What this task involves
Please print the records below word for word, keeping each line as it is.

Material for this task
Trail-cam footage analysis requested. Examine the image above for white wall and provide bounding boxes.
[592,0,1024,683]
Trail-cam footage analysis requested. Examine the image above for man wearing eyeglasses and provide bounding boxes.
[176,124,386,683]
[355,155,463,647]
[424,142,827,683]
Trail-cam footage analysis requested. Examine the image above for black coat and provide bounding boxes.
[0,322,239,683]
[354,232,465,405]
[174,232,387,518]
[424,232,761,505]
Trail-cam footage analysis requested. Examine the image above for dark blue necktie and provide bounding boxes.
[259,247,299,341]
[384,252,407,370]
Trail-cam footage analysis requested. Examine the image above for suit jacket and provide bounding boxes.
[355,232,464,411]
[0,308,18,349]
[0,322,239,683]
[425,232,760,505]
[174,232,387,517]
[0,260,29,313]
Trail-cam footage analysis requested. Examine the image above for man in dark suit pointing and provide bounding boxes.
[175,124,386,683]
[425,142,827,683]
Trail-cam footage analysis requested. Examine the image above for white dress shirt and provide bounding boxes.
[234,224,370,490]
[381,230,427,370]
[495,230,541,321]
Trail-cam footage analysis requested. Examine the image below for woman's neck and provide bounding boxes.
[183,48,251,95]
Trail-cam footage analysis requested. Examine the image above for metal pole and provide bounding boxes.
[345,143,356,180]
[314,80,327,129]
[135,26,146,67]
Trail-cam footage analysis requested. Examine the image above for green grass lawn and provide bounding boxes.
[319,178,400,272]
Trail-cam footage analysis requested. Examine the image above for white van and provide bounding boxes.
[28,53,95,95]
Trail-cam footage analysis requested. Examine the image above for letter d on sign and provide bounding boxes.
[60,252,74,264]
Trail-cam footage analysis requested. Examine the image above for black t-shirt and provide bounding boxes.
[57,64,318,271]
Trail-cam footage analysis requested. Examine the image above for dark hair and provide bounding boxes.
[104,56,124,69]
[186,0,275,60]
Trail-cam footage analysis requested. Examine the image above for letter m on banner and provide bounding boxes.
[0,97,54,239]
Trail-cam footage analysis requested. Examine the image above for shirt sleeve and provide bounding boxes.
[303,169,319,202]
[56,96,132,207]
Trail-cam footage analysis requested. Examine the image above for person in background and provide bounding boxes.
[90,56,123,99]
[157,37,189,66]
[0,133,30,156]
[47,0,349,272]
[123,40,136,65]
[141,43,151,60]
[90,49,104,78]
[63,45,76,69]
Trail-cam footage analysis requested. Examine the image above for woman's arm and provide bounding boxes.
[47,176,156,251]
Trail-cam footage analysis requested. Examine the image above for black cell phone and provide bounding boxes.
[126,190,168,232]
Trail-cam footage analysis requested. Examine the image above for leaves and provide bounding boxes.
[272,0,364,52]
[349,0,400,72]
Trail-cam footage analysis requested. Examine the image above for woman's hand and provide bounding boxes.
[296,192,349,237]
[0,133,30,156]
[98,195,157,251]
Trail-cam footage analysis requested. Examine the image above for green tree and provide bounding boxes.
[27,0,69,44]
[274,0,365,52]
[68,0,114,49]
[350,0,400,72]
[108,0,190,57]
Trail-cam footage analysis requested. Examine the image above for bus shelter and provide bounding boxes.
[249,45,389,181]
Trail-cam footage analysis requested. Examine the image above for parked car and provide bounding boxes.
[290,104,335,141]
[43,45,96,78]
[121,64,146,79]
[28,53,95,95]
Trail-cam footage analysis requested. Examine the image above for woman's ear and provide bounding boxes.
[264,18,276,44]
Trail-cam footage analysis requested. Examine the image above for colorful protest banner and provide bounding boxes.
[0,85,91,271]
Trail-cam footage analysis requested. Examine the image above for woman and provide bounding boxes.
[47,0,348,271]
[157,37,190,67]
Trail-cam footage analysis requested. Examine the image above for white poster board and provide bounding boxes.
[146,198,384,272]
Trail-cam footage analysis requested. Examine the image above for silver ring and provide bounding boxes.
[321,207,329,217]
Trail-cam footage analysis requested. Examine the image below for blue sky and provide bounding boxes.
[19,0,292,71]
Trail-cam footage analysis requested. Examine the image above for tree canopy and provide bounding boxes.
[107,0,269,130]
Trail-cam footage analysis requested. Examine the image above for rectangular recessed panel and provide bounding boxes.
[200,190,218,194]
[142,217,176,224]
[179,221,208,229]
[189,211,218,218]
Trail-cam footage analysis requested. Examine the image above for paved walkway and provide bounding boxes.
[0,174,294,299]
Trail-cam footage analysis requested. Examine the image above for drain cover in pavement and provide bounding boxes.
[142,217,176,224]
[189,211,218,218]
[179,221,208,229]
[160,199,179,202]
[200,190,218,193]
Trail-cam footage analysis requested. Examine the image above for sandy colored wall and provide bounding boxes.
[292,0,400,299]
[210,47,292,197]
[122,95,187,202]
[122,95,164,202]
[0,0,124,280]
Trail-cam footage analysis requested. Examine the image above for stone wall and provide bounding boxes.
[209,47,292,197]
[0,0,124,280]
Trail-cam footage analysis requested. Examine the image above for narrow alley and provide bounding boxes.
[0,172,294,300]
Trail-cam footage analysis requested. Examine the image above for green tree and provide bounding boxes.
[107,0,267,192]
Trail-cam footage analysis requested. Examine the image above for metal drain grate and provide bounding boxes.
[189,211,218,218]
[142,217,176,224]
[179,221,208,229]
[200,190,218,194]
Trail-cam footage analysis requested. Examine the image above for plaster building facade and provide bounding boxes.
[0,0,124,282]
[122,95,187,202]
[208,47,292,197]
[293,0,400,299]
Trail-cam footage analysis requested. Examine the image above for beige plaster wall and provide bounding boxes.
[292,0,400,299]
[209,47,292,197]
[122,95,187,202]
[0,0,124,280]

Result for this exercise
Trail-cam footage analysis requested. Examine the image above for white wall and provide bounding boxes.
[592,0,1024,683]
Trail-cam footage analysis requested. Examine the image above for man wearing eyeglasses and provide bounding boxes.
[176,124,386,683]
[355,155,463,647]
[424,142,827,683]
Trail-cam footage analysis requested. Examine the image above for black coat and provide bounding boxes.
[0,322,239,683]
[354,232,465,405]
[174,232,387,518]
[424,232,761,505]
Trail-cam footage analysis requested. Examine the image above for dark blue necktie and provide bounding boxes.
[259,247,299,341]
[384,252,407,370]
Trail-cam footage analysis requested. Examine the image above for suit jacket and provide bounding boxes.
[355,232,464,411]
[0,308,18,349]
[0,322,239,683]
[425,232,760,505]
[174,232,387,517]
[0,260,29,313]
Trail-cam footage analysis requested. Examine the image above for man in dark suit pointing and provide bounding boxes.
[175,124,386,683]
[425,142,827,683]
Trail-cam footage analysis requested. Examine the image above for white dress shirt and provide bounding boxes.
[234,224,370,490]
[381,230,427,370]
[495,230,541,321]
Trail-cam footage analysis requested. Examine the image below for woman's neck and provide bounding boxes.
[183,48,251,95]
Trail-cam footage analysis requested. Examine the image above for metal pole and provide bounding boxes.
[345,143,356,180]
[314,80,327,129]
[135,26,146,67]
Trail-cam footage analysis requested. Examine the image above for green grass lawn and provide bounding boxes.
[319,178,400,272]
Trail-cam footage analysis requested. Examine the image above for white van and provide bounding boxes.
[28,53,95,95]
Trail-cam footage analysis requested. Examine the image above for letter d on sign and provide bounding boxes.
[60,252,74,264]
Trail-cam footage analysis requested. Examine the image above for black t-shirt and provide bounding boxes.
[57,64,318,271]
Trail-cam footage analysis requested. Examine the image above for dark hair and provide bounding boxes.
[104,56,124,69]
[186,0,275,60]
Trail-cam footage analysis requested. Examine the image above for letter m on banner and provide bounding boxes.
[0,97,54,239]
Trail-cam footage analysis requested. Examine the image above for shirt sleeve and provide bounding boxes.
[303,169,319,202]
[56,96,132,207]
Trail-cam footage analysis requested. Examine the image above for person in background and provide bounding boxes.
[90,56,123,99]
[157,37,189,66]
[0,133,30,156]
[47,0,349,272]
[123,40,136,65]
[141,43,151,60]
[90,49,104,78]
[63,45,76,69]
Trail-cam footage analysis requested. Examine the image above for woman's arm and provide bounding boxes.
[47,176,156,251]
Trail-cam footage analysis requested. Examine the image above for black cell phone and provide bounding boxes.
[126,190,168,232]
Trail-cam footage analysis requested. Examine the image above for leaves and provide bounding boxes.
[272,0,364,52]
[349,0,400,72]
Trail-cam footage analysis requested. Examine the image above for woman's hand and provide bounding boxes.
[296,192,349,237]
[0,133,30,156]
[98,195,157,251]
Trail-cam footage analysis requested. Examine the image above for green tree and provide bounding boxes.
[27,0,69,44]
[274,0,365,52]
[68,0,114,49]
[350,0,400,72]
[108,0,190,57]
Trail-cam footage analysis requested. Examine the image above for bus shelter and provide bounding boxes.
[249,45,389,181]
Trail-cam footage analysis requested. Examine the image above for parked car and provide bounding boxes.
[290,104,335,141]
[43,45,96,78]
[121,64,146,79]
[28,53,95,95]
Trail-cam footage analysis requested. Examine the image above for woman's ear and provide bounding boxes.
[264,18,276,44]
Trail-cam footage analysis requested. Examine the image above for colorful protest banner and provide bounding boxes.
[0,85,91,271]
Trail-cam footage analysis requested. Examine the image above for woman and provide bounding boxes.
[47,0,348,271]
[157,37,190,67]
Trail-cam footage analysis requested. Examine the image above for white poster board and provide bounding boxes.
[146,198,384,272]
Trail-cam footage analysis requested. Examine the image above for silver ring and provide bounding boxes.
[321,207,329,217]
Trail-cam footage analysis requested. Examine the image below for blue sky and provide bounding boxes.
[19,0,292,71]
Trail-cam footage analysis requested. Examine the image above for tree canopy and provide bounding boxes.
[107,0,269,130]
Trail-cam footage analysis requested. Examine the image above for rectangular recessed panel and provide bounding boxes.
[200,190,218,194]
[142,217,176,224]
[179,221,208,229]
[189,211,218,218]
Trail-cam footage analysis requested. Examine the image above for paved walkway and provide bounding boxes.
[0,174,294,299]
Trail-cam footage analysis requested. Examine the image above for drain cover in pavement and provide bounding boxes.
[142,217,176,224]
[189,211,218,218]
[179,221,208,229]
[160,199,179,202]
[200,190,218,193]
Trail-cam footage analysis requested. Examine the image above for sandy colored wall and provide bounding boxes.
[292,0,400,299]
[210,47,292,197]
[122,95,187,202]
[122,95,164,202]
[0,0,124,280]
Trail-cam footage analysis requested. Examine the image above for stone wall and provide bounding boxes.
[209,47,292,197]
[0,0,124,280]
Trail-cam footage analysis requested. Examine the image above for narrow alley and provide bounding boxes.
[0,172,294,300]
Trail-cam footage analysis requested. Examine the image above for green tree and provide bounding boxes.
[107,0,267,192]
Trail-cam footage analysis requested. Examine the image above for metal drain grate and provide bounding boxes.
[189,211,218,218]
[142,217,176,224]
[179,221,208,229]
[200,190,218,194]
Trail-cam footage analysis requested. Examine the image above for plaster building facade and provide bounding boxes.
[0,0,124,282]
[122,95,187,202]
[208,47,292,197]
[293,0,400,299]
Trail-cam footage analysis requested. Examine the image above for beige plaster wall and provide bounding boxes.
[292,0,400,299]
[209,47,292,197]
[122,95,187,202]
[0,0,124,280]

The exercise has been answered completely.